### [Exercise task]
Reproduce the Lines and Colors tenth-anniversary post below in full, word for word.

### [Extract provided]

————————

Today marks the 10th anniversary of my first post on Lines and Colors, on August 22, 2005.
My initial intention for the blog — which you can read more about here — is still basically the same: to introduce my readers to wonderful art and artists that they may not be familiar with, or to point out something of interest about more well-known artists.
The artwork I feature is in a broad variety of genres, but tied together by two common factors — I personally like it, and it’s more or less within the traditions of representational realism. Other than that, as I’ve always said in the blog’s capsule description, if it has lines and/or colors, it’s fair game.
You can see some of the range of genres in the “Categories” listing in the left hand column, and below that, in the “Archives”, you can still read all of the posts I’ve added over the past ten years. (Well, almost all — I still need to restore about 10 posts from July of 2013 that were “misplaced” when I moved the blog from one server to another — it’s constantly a work in progress.)
My most popular single post to date, at least in terms of response and comments, has been “How Not to Display Your Artwork on the Web“.
The images I’ve selected above are meant as a small sampling of what you may find in the archives.

————————

### [Data shown]
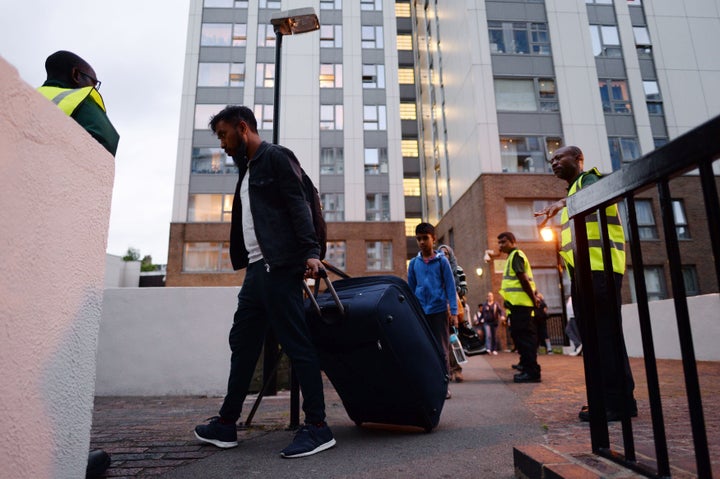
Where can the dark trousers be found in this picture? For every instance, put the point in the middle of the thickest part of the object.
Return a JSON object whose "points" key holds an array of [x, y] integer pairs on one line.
{"points": [[272, 299], [618, 384], [524, 334]]}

————————

### [Output of the task]
Today marks the 10th anniversary of my first post on Lines and Colors, on August 22, 2005.
My initial intention for the blog — which you can read more about here — is still basically the same: to introduce my readers to wonderful art and artists that they may not be familiar with, or to point out something of interest about more well-known artists.
The artwork I feature is in a broad variety of genres, but tied together by two common factors — I personally like it, and it’s more or less within the traditions of representational realism. Other than that, as I’ve always said in the blog’s capsule description, if it has lines and/or colors, it’s fair game.
You can see some of the range of genres in the “Categories” listing in the left hand column, and below that, in the “Archives”, you can still read all of the posts I’ve added over the past ten years. (Well, almost all — I still need to restore about 10 posts from July of 2013 that were “misplaced” when I moved the blog from one server to another — it’s constantly a work in progress.)
My most popular single post to date, at least in terms of response and comments, has been “How Not to Display Your Artwork on the Web“.
The images I’ve selected above are meant as a small sampling of what you may find in the archives.